Орудийный расчет красноармейца Вараксина из 780-го артполка подбил две вражеские самоходки и уничтожил свыше пятидесяти гитлеровцев. Не отстали и расчеты глущенковской батареи. Пушки старших сержантов Ивана Кислицына, Федора Шестакова и Федора Винокурова остановили неприятельские самоходки. Часть из них была повреждена, другая захвачена в качестве трофеев, остальные машины повернули вспять. Стрелковые подразделения окружили и принудили к капитуляции около ста сорока фашистских автоматчиков.
Свои потери в боевых машинах-тягачах мы тут же восполнили за счет трофеев. Дивизион двинулся вперед. Специально выделенные группы автоматчиков, в числе их были и наши петеэровцы, прочесали прилегающие кварталы и взяли в плен еще около сотни гитлеровских солдат.
В ночь на 26 апреля полк Ковязина обошел гавань справа и утром того же дня завязал бой на подступах к железнодорожному мосту через реку Шпрее. Воспользовавшись успехом соседа, Чекулаев тоже снял свой полк с северной набережной гавани и, обойдя ее, нанес удар вдоль южного берега, очистив жилой массив между гаванью и железнодорожным полотном.
К двенадцати часам разгорелся бой за железнодорожный мост через Шпрее. Дивизион действовал в боевых порядках 597-го стрелкового полка, батальоны которого три раза подряд безуспешно атаковали гитлеровцев. Мне пришлось снять батареи Шевкунова и Кандыбина с позиций в гавани и бросить их на помощь штурмовавшим мост. Несмотря на это, продвижение полка затормозилось. Тогда мы с Иваном Дмитриевичем Ковязиным решили заслать в тыл и фланг гитлеровских подразделений боевой десант в составе двух батарей и стрелковых взводов. Под прикрытием огня артполков усиления десант двинулся на юг, чтобы захватить неподалеку от железной дороги большой перекресток улиц. Мост через Шпрее, за который продолжался ожесточенный бой, оставался далеко справа от нас.
Гитлеровцы, вероятно, не ожидали столь дерзкой вылазки средь белого дня и приняли всю колонну за свою отступающую часть. И не удивительно: многие орудия теперь тащили трофейные грузовики марки оппель-блиц.
Первой достигла перекрестка батарея Николая Шевкунова. Она тут же развернула пушки вдоль южной и восточной улиц. Стрелковый взвод сразу же взял обе улицы под наблюдение и выжидал, пока артиллеристы закрепятся и получат команду на открытие огня. Но первый заместитель начальника штаба ковязинского полка капитан Великанов (он руководил десантом) и Шевкунов решили произвести разведку улиц, уходивших от перекрестка на запад и север. Они пробрались к угловому зданию, стоявшему на противоположной стороне площади, и, не найдя ничего подозрительного, стали прикидывать, где лучше разместить пушки кандыбинской батареи.

ЦЕЛЬ ЗАДАНИЯ
Продолжите текст о бое за железнодорожный мост через Шпрее, начав сразу после его последнего предложения.

ЗАПИСИ
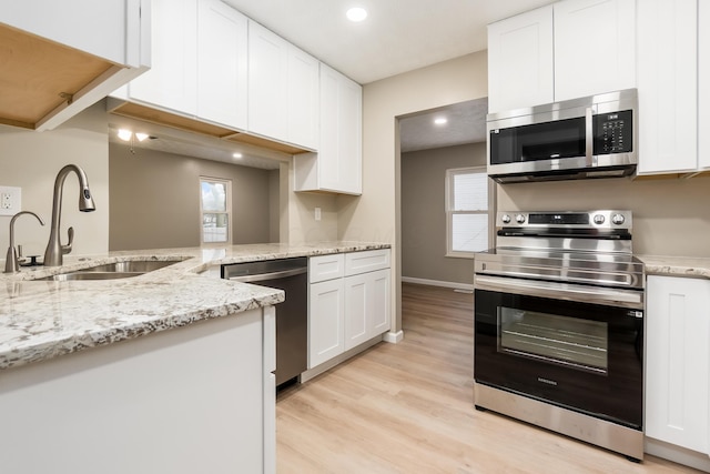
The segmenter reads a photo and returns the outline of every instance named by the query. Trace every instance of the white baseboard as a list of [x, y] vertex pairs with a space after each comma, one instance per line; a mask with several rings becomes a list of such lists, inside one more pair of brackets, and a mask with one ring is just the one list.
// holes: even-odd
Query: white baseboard
[[[473, 276], [473, 275], [471, 275]], [[474, 290], [474, 284], [470, 283], [458, 283], [458, 282], [444, 282], [440, 280], [427, 280], [427, 279], [415, 279], [412, 276], [403, 276], [402, 278], [402, 282], [403, 283], [416, 283], [416, 284], [426, 284], [429, 286], [444, 286], [444, 288], [452, 288], [455, 290]]]
[[386, 332], [382, 335], [382, 340], [385, 342], [389, 342], [392, 344], [397, 344], [399, 342], [402, 342], [402, 340], [404, 339], [404, 331], [399, 330], [397, 332]]

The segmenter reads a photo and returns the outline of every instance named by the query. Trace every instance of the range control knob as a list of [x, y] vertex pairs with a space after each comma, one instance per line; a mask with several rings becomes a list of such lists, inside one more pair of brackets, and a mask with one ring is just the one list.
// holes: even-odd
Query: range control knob
[[611, 222], [613, 222], [617, 225], [621, 225], [625, 221], [626, 219], [623, 218], [623, 214], [613, 214], [611, 216]]

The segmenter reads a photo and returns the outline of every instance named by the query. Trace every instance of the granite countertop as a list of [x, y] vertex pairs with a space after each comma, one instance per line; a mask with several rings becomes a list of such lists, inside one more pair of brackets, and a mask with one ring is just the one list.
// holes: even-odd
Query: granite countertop
[[710, 259], [698, 256], [637, 255], [647, 275], [710, 279]]
[[[284, 301], [281, 290], [221, 280], [222, 264], [389, 246], [322, 242], [121, 251], [65, 255], [61, 268], [0, 274], [0, 370]], [[129, 260], [179, 262], [128, 279], [34, 281]]]

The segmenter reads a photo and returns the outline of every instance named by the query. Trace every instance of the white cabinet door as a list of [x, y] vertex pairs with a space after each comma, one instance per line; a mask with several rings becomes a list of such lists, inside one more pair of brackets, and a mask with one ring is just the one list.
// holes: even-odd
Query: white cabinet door
[[129, 84], [132, 100], [196, 114], [196, 0], [152, 0], [153, 62]]
[[335, 189], [348, 194], [362, 194], [363, 192], [362, 113], [362, 87], [344, 75], [341, 77], [337, 93], [337, 165], [329, 168], [325, 177], [328, 181], [336, 180]]
[[345, 350], [343, 319], [345, 299], [343, 279], [308, 286], [308, 369]]
[[637, 4], [639, 174], [698, 167], [697, 13], [697, 0]]
[[248, 22], [248, 130], [280, 140], [288, 135], [288, 48], [283, 38]]
[[698, 168], [710, 169], [710, 3], [698, 1]]
[[288, 141], [318, 148], [318, 60], [293, 44], [288, 48]]
[[372, 289], [367, 273], [345, 279], [345, 350], [362, 344], [369, 337], [367, 313]]
[[554, 101], [552, 7], [488, 26], [488, 112]]
[[566, 0], [555, 9], [555, 101], [636, 87], [636, 0]]
[[372, 307], [371, 327], [373, 336], [389, 331], [390, 321], [390, 288], [389, 269], [373, 272], [372, 284]]
[[345, 279], [345, 350], [389, 330], [389, 269]]
[[710, 281], [648, 278], [646, 435], [708, 453]]
[[294, 157], [296, 191], [362, 194], [362, 87], [321, 63], [318, 152]]
[[197, 117], [246, 129], [247, 19], [220, 0], [200, 0]]

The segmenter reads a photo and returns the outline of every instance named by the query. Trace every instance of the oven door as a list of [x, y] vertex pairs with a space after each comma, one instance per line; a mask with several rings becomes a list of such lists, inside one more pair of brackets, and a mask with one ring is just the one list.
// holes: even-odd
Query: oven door
[[642, 427], [643, 312], [475, 291], [479, 384]]

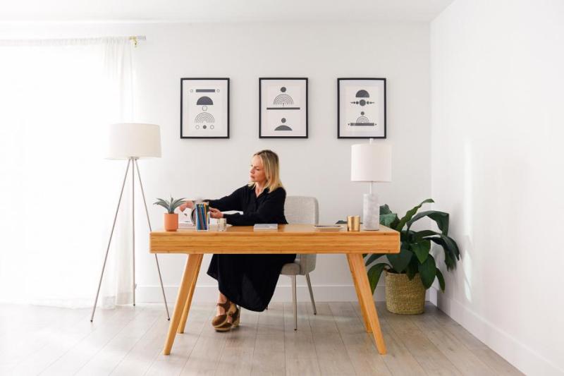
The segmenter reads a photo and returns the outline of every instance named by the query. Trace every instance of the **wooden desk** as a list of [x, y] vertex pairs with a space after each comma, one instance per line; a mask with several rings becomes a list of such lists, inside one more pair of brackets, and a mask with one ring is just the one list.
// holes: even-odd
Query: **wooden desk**
[[163, 353], [171, 353], [176, 332], [183, 333], [204, 253], [344, 253], [355, 282], [364, 327], [372, 332], [378, 352], [386, 353], [362, 253], [398, 253], [400, 234], [380, 226], [379, 231], [319, 231], [311, 224], [279, 225], [277, 231], [255, 231], [252, 226], [229, 226], [218, 231], [180, 229], [152, 231], [151, 253], [188, 255]]

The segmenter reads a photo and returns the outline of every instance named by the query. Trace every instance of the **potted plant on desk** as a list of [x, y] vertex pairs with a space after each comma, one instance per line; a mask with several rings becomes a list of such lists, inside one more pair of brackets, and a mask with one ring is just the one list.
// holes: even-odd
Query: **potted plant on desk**
[[176, 231], [178, 229], [178, 214], [175, 213], [174, 210], [185, 202], [184, 198], [174, 200], [171, 197], [170, 201], [166, 201], [162, 198], [157, 198], [157, 201], [154, 202], [154, 205], [159, 205], [166, 209], [167, 212], [164, 214], [164, 229], [167, 231]]
[[[417, 213], [423, 204], [429, 202], [434, 201], [430, 198], [425, 200], [408, 210], [401, 219], [387, 205], [380, 207], [380, 224], [400, 234], [400, 253], [367, 254], [364, 257], [367, 267], [384, 256], [387, 257], [387, 262], [377, 262], [368, 269], [368, 279], [374, 293], [385, 270], [386, 307], [390, 312], [407, 315], [423, 313], [425, 291], [431, 287], [435, 279], [444, 291], [444, 277], [430, 254], [431, 242], [443, 248], [447, 270], [455, 269], [456, 261], [460, 258], [458, 245], [448, 236], [448, 213], [436, 210]], [[411, 229], [415, 222], [426, 217], [436, 223], [440, 232]]]

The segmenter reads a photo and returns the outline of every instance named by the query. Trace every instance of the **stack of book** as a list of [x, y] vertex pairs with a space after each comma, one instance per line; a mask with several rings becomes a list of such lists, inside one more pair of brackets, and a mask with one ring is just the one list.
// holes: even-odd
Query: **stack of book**
[[257, 223], [252, 226], [255, 231], [264, 231], [268, 230], [278, 230], [278, 224], [276, 223]]

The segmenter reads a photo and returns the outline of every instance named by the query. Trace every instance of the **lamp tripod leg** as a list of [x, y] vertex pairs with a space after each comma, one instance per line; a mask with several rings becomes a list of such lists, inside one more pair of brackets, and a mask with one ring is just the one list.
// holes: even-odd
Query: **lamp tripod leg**
[[131, 229], [132, 255], [133, 255], [133, 307], [135, 306], [135, 159], [131, 158], [133, 168], [131, 169]]
[[[145, 200], [145, 190], [143, 189], [143, 183], [141, 182], [141, 173], [139, 171], [139, 164], [137, 163], [137, 159], [134, 160], [135, 167], [137, 168], [137, 177], [139, 179], [139, 185], [141, 187], [141, 195], [143, 198], [143, 204], [145, 206], [145, 214], [147, 214], [147, 223], [149, 224], [149, 231], [152, 231], [153, 229], [151, 227], [151, 221], [149, 219], [149, 210], [147, 208], [147, 200]], [[157, 263], [157, 270], [159, 272], [159, 281], [161, 283], [161, 291], [163, 293], [163, 301], [164, 302], [164, 309], [166, 310], [166, 318], [168, 321], [171, 320], [171, 315], [168, 313], [168, 305], [166, 304], [166, 296], [164, 294], [164, 286], [163, 286], [163, 278], [161, 276], [161, 267], [159, 265], [159, 259], [157, 257], [157, 254], [154, 255], [154, 260]]]
[[123, 196], [123, 188], [125, 187], [125, 180], [128, 177], [128, 172], [129, 172], [129, 165], [131, 164], [131, 160], [128, 161], [128, 166], [125, 169], [125, 175], [123, 176], [123, 183], [121, 185], [121, 192], [119, 194], [119, 200], [118, 200], [118, 207], [116, 208], [116, 214], [114, 216], [114, 224], [111, 226], [111, 231], [110, 232], [110, 238], [108, 241], [108, 248], [106, 249], [106, 256], [104, 257], [104, 264], [102, 267], [102, 272], [100, 273], [100, 280], [98, 282], [98, 291], [96, 291], [96, 298], [94, 300], [94, 306], [92, 307], [92, 315], [90, 316], [90, 322], [94, 320], [94, 313], [96, 312], [96, 305], [98, 303], [98, 296], [100, 293], [100, 287], [102, 287], [102, 279], [104, 277], [104, 269], [106, 269], [106, 262], [108, 260], [108, 253], [110, 250], [110, 244], [111, 244], [111, 237], [114, 236], [114, 229], [116, 227], [116, 221], [118, 219], [118, 212], [119, 212], [119, 206], [121, 204], [121, 198]]

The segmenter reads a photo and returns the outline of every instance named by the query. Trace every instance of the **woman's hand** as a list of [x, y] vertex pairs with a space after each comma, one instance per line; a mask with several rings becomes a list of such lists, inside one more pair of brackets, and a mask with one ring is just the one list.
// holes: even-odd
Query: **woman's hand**
[[183, 212], [184, 210], [186, 210], [187, 207], [189, 207], [190, 209], [194, 207], [194, 202], [191, 200], [188, 200], [188, 201], [182, 204], [180, 206], [179, 206], [178, 209], [180, 210], [180, 212]]
[[209, 208], [209, 215], [212, 218], [223, 218], [223, 213], [216, 209], [215, 207], [210, 207]]

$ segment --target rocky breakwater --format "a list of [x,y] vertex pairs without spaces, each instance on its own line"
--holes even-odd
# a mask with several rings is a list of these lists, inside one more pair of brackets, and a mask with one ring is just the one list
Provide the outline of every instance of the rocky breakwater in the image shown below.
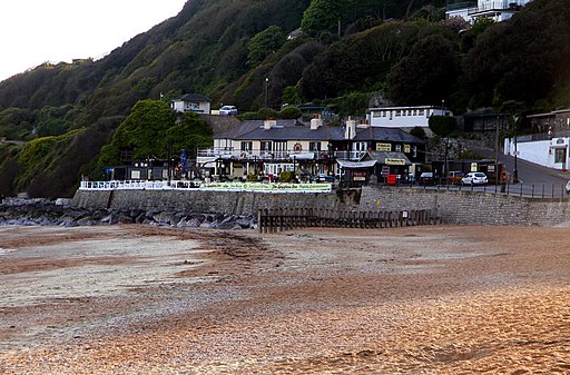
[[178,228],[248,229],[257,227],[257,217],[197,214],[171,210],[100,209],[70,207],[66,199],[3,199],[0,225],[92,226],[142,224]]

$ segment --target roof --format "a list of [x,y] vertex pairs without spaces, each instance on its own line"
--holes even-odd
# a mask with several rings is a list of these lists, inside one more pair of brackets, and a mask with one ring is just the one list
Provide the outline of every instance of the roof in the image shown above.
[[186,93],[180,98],[174,99],[173,101],[212,101],[200,93]]
[[[347,141],[344,138],[344,127],[322,126],[312,130],[297,120],[277,120],[271,129],[264,128],[263,120],[244,121],[218,135],[215,139],[233,140],[308,140],[308,141]],[[356,136],[351,141],[391,141],[403,144],[423,144],[424,141],[402,129],[367,127],[356,128]]]

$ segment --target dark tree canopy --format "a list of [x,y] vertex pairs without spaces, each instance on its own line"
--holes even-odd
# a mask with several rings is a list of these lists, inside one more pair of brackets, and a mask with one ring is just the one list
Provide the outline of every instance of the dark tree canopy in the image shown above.
[[445,99],[459,67],[452,43],[441,34],[420,40],[386,77],[390,98],[396,105],[435,105]]

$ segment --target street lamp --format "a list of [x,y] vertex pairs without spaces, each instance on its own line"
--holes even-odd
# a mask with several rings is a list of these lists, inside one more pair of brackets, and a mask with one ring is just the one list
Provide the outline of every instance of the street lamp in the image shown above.
[[512,169],[512,182],[519,182],[519,169],[517,168],[517,156],[519,150],[517,149],[517,122],[519,121],[519,116],[514,115],[513,119],[513,138],[514,138],[514,168]]
[[265,106],[264,106],[264,108],[267,108],[268,97],[269,97],[269,78],[265,78]]

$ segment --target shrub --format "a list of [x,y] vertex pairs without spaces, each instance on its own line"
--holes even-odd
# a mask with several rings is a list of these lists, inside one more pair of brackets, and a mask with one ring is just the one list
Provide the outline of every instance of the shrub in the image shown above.
[[296,107],[285,107],[279,111],[279,115],[278,115],[279,118],[285,119],[285,120],[288,120],[288,119],[294,120],[302,116],[303,116],[303,114],[301,112],[301,109],[298,109]]

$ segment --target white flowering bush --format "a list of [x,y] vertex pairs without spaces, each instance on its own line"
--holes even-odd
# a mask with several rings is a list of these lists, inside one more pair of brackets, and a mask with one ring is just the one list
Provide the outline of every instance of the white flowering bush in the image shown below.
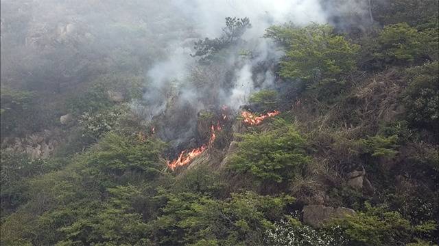
[[266,232],[265,242],[273,246],[333,246],[346,245],[347,241],[336,227],[316,230],[289,217]]
[[121,115],[122,110],[119,108],[95,113],[83,113],[79,118],[79,123],[82,128],[82,136],[97,139],[104,133],[113,130]]

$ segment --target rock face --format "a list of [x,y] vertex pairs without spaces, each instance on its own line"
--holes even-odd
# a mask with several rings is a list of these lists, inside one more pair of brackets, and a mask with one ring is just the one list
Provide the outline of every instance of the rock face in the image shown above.
[[361,170],[356,170],[348,174],[348,185],[356,189],[364,190],[367,193],[373,193],[373,187],[370,181],[366,177],[366,170],[361,167]]
[[60,118],[60,122],[62,124],[66,124],[70,122],[72,120],[73,120],[73,117],[70,113],[67,113],[67,115],[62,115]]
[[123,101],[125,99],[122,93],[119,92],[108,90],[107,91],[107,96],[108,96],[108,99],[110,99],[110,100],[115,102],[120,102]]
[[347,208],[333,208],[323,205],[308,205],[302,210],[303,222],[314,228],[319,228],[331,219],[343,218],[346,215],[354,215],[355,211]]
[[12,139],[6,150],[19,153],[26,153],[32,159],[47,158],[58,146],[54,133],[49,131],[34,133],[23,138]]

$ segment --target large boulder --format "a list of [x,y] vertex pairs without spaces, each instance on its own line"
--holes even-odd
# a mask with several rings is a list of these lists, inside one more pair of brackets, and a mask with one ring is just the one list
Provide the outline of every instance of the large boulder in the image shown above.
[[364,167],[361,167],[361,170],[355,170],[348,173],[347,178],[347,184],[351,187],[358,190],[363,190],[368,193],[373,193],[373,187],[370,181],[366,177],[366,170]]
[[108,96],[108,99],[115,102],[123,102],[125,98],[123,97],[123,94],[121,92],[113,92],[111,90],[107,91],[107,96]]
[[319,228],[330,219],[343,218],[347,215],[352,215],[355,211],[344,207],[334,208],[323,205],[308,205],[303,207],[302,213],[304,223],[313,228]]
[[67,124],[70,122],[72,120],[73,120],[73,117],[71,113],[67,113],[67,115],[64,115],[60,117],[60,122],[62,124]]

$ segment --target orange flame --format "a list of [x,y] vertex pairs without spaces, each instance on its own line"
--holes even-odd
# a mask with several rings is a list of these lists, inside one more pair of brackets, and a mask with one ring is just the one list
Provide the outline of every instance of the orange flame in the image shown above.
[[257,116],[252,114],[252,113],[247,112],[247,111],[242,111],[242,113],[241,113],[241,115],[242,115],[242,117],[244,118],[244,122],[250,125],[257,125],[261,122],[262,122],[265,119],[270,117],[277,115],[279,113],[281,113],[281,112],[279,112],[277,110],[274,110],[272,112],[268,112],[265,115],[263,114],[263,115],[261,115],[260,116]]
[[176,168],[181,166],[184,166],[185,165],[189,164],[194,158],[199,156],[201,153],[204,152],[207,147],[211,145],[215,139],[217,137],[215,134],[215,131],[220,131],[221,126],[220,124],[215,126],[212,125],[211,127],[211,130],[212,131],[212,133],[211,134],[211,138],[209,140],[207,144],[203,144],[201,147],[194,148],[193,150],[187,152],[186,150],[183,150],[180,153],[178,158],[172,161],[171,162],[167,161],[167,166],[172,171],[175,170]]

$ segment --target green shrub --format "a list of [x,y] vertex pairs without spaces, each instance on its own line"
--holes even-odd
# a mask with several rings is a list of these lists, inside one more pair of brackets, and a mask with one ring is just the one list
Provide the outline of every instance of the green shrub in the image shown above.
[[102,135],[115,130],[124,111],[124,107],[112,107],[95,113],[85,112],[78,120],[82,137],[97,140]]
[[366,206],[366,211],[336,219],[327,226],[340,226],[349,245],[397,245],[414,240],[417,232],[433,230],[431,223],[413,226],[397,212]]
[[105,85],[97,83],[86,92],[67,100],[66,105],[69,112],[80,115],[85,112],[93,113],[108,109],[113,102],[108,99]]
[[109,133],[79,161],[88,167],[90,174],[99,177],[104,182],[108,178],[117,180],[129,172],[154,179],[165,167],[161,159],[164,148],[163,142],[153,138],[139,141],[134,137]]
[[150,222],[160,245],[262,245],[263,232],[281,219],[287,195],[232,193],[226,200],[191,193],[165,193],[161,215]]
[[360,139],[359,143],[361,146],[362,151],[370,154],[374,157],[393,157],[399,152],[396,150],[399,146],[398,143],[398,136],[383,137],[376,135],[369,137],[367,139]]
[[261,111],[272,110],[277,103],[277,92],[275,90],[263,90],[252,94],[248,102],[257,105]]
[[276,130],[239,135],[236,154],[230,168],[250,174],[261,181],[283,182],[301,173],[310,159],[305,139],[289,124]]
[[359,46],[335,34],[328,25],[272,26],[265,37],[274,39],[286,49],[279,74],[303,80],[309,88],[323,85],[327,90],[337,92],[344,77],[356,69]]
[[272,246],[347,245],[337,228],[316,230],[292,217],[274,223],[266,232],[265,243]]
[[427,38],[430,36],[418,31],[407,23],[387,25],[378,36],[379,47],[375,56],[386,64],[415,62],[429,55],[429,47],[431,45],[429,42],[434,42]]
[[434,130],[439,123],[439,64],[410,68],[406,74],[403,102],[407,120],[415,128]]

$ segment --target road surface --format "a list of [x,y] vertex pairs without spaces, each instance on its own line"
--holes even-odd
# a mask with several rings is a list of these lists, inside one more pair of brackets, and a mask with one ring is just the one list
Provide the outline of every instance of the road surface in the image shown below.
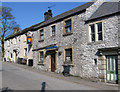
[[49,77],[9,63],[2,64],[2,87],[12,90],[98,90],[97,88]]

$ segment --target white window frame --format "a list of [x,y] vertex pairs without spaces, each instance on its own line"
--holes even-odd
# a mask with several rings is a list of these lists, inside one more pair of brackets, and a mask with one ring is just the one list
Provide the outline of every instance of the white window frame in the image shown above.
[[[103,26],[103,20],[102,21],[97,21],[97,22],[94,22],[94,23],[90,23],[90,24],[88,24],[88,39],[89,39],[89,42],[98,42],[98,41],[104,41],[104,26]],[[98,40],[98,26],[97,26],[97,24],[98,23],[102,23],[102,40]],[[91,38],[91,27],[90,27],[90,25],[95,25],[95,41],[92,41],[92,38]]]

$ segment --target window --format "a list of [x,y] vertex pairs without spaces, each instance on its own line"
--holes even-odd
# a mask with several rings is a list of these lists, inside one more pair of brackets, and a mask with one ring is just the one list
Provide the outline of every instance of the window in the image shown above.
[[52,36],[55,36],[55,25],[52,26]]
[[92,24],[90,25],[90,37],[91,37],[91,41],[95,41],[95,25]]
[[13,57],[12,53],[11,53],[11,58]]
[[17,38],[14,38],[14,44],[17,44]]
[[10,46],[10,40],[7,41],[8,46]]
[[72,24],[71,24],[71,19],[65,21],[65,30],[64,33],[71,33],[72,32]]
[[43,29],[39,31],[40,34],[40,40],[44,40],[44,31]]
[[27,56],[27,48],[24,48],[24,56]]
[[44,51],[39,52],[39,64],[44,63]]
[[103,37],[102,37],[102,22],[97,23],[97,40],[103,40]]
[[24,35],[24,42],[27,42],[27,36]]
[[89,25],[89,41],[95,42],[103,40],[102,29],[102,22]]
[[65,63],[72,63],[72,48],[65,49]]

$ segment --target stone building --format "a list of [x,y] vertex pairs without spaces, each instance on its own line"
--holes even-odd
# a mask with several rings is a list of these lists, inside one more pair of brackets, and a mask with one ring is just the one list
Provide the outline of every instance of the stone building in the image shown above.
[[48,10],[33,28],[33,66],[62,73],[70,65],[72,75],[118,83],[118,4],[95,0],[55,17]]
[[29,66],[33,65],[32,36],[34,31],[32,31],[32,28],[36,25],[22,31],[14,28],[13,34],[5,38],[5,61],[27,64]]

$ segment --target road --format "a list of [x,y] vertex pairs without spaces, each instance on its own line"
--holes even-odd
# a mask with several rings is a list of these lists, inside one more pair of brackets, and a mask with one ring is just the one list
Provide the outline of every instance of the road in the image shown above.
[[9,63],[2,64],[2,87],[12,90],[97,90],[83,84],[31,72]]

ОТВЕТ НА ЗАДАНИЕ
На площади было тихо. Лишь далеко справа батарея Глущенко вела интенсивный огонь. Решив, что противника здесь нет, офицеры повернули назад. Капитан Великанов послал своего ординарца за командиром стрелкового батальона. Не успел солдат скрыться под аркой, как сзади раздалась длинная пулеметная очередь. Великанов и Шевкунов упали на мостовую. К ним на помощь поспешил ординарец Шевкунова ефрейтор Козлов, но его тут же прижали огнем к мостовой.
На место происшествия прибыли Кандыбин и Голобородько, но и они не могли подобраться к погибшим офицерам и вытащить их из-под огня. Тогда к мосту подошли Т-34. Они на, большой скорости выскочили на площадь и, стреляя на ходу, прикрыли место, где лежали наши товарищи. Одновременно расчеты подоспевшей сюда кандыбинской батареи вытащили свои пушки на руках и открыли беглый огонь по окнам здания, в котором укрывался вражеский пулемет. Сергей Барышев на руках вынес тело своего комбата, затем — Великанова...
Десант открыл интенсивный огонь вдоль всех улиц, подавляя обнаруженные огневые точки врага. Стрелковые подразделения перешли в наступление в западном направлении. Услышав бой в своем тылу, гитлеровские части, защищавшие железнодорожный мост, дрогнули.
С тяжелым сердцем я приехал на командный пункт Ивана Дмитриевича Ковязина. Рассказал ему, как все произошло с Великановым и Шевкуновым, погоревали, вспоминая до мельчайших подробностей ближайшие события, связанные с именами погибших.
Капитана Г. И. Великанова я знал давно, еще по совместной службе в 597-м стрелковом полку. Он ветеран дивизии, участник всех боев, которые вел наш полк на землях Смоленщины, Белоруссии, Латвии и Польши. Волевой, сильный, грамотный штабной офицер, он умел наладить связь штаба с батальонами, с поддерживающей артиллерией, сам часто бывал в стрелковых ротах и минометных подразделениях батальонов. Его очень ценили и предсказывали ему большое будущее по линии штабной службы. И вот — смерть...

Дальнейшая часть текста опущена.